**Problem requirements**
Retype the tail of the data exactly, starting at the line containing "Place a point on every instance of the temple" and stopping at the last line.

**Supplied data**
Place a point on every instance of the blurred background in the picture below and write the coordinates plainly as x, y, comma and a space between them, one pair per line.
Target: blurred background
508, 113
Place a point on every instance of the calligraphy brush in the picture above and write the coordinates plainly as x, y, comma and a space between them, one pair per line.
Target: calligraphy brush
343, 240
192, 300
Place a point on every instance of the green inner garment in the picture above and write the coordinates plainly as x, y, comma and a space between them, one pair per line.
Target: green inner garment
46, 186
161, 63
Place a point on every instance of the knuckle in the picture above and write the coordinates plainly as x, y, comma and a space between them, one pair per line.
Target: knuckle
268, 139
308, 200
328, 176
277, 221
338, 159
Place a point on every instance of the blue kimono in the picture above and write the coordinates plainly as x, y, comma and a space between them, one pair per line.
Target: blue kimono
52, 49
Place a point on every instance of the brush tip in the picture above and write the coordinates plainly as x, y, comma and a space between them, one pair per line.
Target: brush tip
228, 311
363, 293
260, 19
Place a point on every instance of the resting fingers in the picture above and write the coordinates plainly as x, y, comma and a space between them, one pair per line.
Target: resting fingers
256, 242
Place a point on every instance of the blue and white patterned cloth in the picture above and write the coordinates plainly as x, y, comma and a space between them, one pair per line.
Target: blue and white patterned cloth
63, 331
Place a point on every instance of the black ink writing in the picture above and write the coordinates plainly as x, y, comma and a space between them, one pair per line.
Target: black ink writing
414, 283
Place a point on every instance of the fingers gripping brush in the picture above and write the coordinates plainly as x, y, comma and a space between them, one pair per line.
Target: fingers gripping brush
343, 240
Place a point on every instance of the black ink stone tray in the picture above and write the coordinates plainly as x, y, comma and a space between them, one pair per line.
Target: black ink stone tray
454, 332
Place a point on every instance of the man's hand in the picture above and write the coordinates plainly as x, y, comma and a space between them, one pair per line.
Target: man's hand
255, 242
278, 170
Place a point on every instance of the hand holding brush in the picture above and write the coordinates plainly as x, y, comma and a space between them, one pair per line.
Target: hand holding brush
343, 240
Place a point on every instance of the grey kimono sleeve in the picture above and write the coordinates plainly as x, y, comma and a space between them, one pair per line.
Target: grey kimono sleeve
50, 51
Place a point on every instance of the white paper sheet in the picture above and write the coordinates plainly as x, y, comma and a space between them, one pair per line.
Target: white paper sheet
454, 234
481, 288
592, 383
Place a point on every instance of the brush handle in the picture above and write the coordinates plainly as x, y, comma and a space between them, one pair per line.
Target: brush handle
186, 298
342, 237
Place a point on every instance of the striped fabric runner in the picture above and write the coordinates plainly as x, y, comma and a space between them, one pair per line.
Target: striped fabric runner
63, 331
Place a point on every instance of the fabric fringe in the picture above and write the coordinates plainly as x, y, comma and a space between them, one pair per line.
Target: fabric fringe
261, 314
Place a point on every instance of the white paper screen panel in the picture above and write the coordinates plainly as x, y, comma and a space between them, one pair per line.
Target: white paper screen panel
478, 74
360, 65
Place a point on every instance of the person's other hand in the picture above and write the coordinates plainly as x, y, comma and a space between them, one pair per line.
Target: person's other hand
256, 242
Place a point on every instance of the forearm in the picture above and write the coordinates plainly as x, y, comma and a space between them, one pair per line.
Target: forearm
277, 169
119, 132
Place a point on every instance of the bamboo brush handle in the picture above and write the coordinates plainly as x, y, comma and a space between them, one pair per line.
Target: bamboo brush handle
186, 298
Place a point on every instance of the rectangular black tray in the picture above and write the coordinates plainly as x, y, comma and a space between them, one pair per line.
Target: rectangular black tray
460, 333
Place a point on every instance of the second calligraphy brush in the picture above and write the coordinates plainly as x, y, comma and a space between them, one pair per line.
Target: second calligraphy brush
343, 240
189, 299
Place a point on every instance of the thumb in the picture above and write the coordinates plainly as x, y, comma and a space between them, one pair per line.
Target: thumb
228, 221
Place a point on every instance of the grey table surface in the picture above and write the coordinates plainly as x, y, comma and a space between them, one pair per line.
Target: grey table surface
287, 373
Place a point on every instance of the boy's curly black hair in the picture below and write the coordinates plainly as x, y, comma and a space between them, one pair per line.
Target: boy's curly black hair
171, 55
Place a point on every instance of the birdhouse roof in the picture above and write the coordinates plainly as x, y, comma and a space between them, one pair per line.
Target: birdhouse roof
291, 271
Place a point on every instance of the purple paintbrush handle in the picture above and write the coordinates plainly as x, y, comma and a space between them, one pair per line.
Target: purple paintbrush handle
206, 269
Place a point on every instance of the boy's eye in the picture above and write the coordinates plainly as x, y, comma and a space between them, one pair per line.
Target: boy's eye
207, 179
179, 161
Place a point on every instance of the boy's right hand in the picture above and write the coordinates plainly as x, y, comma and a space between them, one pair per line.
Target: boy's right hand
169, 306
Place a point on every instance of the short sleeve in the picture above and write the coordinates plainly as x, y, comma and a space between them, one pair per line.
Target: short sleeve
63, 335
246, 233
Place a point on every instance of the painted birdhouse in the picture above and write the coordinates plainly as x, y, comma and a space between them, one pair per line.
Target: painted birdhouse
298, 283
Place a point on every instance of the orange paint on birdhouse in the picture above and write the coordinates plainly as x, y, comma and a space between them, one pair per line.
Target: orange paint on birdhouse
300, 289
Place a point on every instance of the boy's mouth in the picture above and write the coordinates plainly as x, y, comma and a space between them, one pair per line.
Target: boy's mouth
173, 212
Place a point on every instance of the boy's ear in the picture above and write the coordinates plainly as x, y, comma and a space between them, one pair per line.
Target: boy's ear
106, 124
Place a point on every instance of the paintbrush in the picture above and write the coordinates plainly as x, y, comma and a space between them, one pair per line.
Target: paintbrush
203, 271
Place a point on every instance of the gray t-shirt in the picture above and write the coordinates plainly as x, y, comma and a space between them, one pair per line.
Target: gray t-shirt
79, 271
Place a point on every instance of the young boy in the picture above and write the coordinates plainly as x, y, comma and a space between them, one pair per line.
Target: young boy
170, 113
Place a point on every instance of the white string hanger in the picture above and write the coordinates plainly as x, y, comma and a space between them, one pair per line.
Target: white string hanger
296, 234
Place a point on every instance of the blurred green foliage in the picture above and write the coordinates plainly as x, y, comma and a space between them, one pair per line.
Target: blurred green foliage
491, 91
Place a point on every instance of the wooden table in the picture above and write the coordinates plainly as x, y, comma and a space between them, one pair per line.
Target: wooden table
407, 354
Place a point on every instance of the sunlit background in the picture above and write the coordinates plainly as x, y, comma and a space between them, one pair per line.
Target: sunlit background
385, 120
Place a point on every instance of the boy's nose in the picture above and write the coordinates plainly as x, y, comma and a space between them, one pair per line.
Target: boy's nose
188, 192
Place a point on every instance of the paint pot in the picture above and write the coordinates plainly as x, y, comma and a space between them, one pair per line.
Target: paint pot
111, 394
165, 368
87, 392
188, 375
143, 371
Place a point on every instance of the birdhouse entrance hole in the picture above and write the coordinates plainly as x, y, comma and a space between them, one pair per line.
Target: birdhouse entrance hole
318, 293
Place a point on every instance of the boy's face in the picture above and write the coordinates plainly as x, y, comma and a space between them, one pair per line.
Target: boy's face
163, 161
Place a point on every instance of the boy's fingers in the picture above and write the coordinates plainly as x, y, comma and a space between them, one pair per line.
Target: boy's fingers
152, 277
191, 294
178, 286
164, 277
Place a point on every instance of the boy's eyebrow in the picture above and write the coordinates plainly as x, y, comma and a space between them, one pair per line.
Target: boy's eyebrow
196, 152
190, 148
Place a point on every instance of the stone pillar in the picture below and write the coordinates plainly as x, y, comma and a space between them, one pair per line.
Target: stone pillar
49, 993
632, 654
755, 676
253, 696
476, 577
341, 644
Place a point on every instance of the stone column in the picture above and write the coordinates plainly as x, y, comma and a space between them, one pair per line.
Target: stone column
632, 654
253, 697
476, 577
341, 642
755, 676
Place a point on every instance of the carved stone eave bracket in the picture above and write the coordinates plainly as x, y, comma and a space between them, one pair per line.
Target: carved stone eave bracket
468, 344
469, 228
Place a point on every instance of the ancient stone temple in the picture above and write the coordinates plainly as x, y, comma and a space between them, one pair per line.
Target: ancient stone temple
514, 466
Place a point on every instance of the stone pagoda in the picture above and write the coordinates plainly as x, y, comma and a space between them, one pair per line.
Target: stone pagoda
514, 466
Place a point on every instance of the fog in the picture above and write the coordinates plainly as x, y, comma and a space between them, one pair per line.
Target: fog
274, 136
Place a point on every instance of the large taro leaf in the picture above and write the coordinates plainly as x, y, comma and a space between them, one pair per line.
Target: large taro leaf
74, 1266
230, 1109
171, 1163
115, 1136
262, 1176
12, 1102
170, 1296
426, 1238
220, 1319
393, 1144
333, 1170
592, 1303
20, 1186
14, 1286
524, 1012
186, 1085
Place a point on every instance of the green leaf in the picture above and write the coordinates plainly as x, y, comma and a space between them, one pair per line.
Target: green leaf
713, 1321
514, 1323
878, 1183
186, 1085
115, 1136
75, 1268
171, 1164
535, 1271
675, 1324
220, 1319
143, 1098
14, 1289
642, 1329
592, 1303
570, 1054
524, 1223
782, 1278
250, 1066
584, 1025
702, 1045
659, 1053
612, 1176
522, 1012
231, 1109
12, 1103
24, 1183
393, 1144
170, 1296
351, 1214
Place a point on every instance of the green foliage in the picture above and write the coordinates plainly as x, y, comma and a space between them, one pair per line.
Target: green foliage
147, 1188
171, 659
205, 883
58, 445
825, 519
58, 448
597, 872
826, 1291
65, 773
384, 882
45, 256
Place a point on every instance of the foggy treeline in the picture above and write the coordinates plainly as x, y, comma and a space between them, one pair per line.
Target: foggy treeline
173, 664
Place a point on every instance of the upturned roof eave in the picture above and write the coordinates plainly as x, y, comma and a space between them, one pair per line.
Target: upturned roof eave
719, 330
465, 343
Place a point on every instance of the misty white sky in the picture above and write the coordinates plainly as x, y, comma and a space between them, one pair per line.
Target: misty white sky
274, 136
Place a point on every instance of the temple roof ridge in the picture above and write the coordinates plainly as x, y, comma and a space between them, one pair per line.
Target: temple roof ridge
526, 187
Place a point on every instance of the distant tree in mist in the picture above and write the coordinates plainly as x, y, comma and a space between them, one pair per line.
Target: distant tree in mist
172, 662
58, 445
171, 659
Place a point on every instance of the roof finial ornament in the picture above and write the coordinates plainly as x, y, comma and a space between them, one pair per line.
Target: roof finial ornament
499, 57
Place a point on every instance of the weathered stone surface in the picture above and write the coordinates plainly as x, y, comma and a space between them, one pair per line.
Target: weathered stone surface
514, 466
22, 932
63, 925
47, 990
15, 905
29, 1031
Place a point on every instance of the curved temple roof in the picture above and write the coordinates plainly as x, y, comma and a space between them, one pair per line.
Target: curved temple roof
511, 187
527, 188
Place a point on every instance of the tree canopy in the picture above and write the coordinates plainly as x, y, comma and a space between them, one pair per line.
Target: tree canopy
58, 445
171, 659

**Task solution**
Place a point on every instance of the temple roof ridge in the picture above and write the coordinates plainly as x, y, comma and a space between them, one pair per line.
Target: temple roof ridge
526, 187
Place a point on every instance of the distant tree in mist in the picture above and write the coordinates plainly as x, y, comma and a space between them, one pair per line.
Target: distant tree in mist
172, 662
58, 445
171, 659
Place a point on every instance of the roof finial ornament in the picture above and write the coordinates plainly as x, y, comma and a space between them, one pair per line.
Target: roof finial ornament
499, 57
Place a point on every instance of the weathered stone surface in the picture above and write the coordinates plainly as x, y, comma and a space between them, one pair per line.
Target: weathered stone surface
514, 466
22, 932
63, 925
47, 990
15, 905
29, 1031
Place a point on every instance of the curved temple roof in the picture above and write the coordinates plainly as x, y, comma and a space between them, one pair per line.
Target: curved temple roof
511, 187
527, 188
Place a point on every instance of the tree canopy in the picture above and write the coordinates plainly as x, y, comma and a space between them, one pair per line.
Target: tree canopy
58, 445
171, 659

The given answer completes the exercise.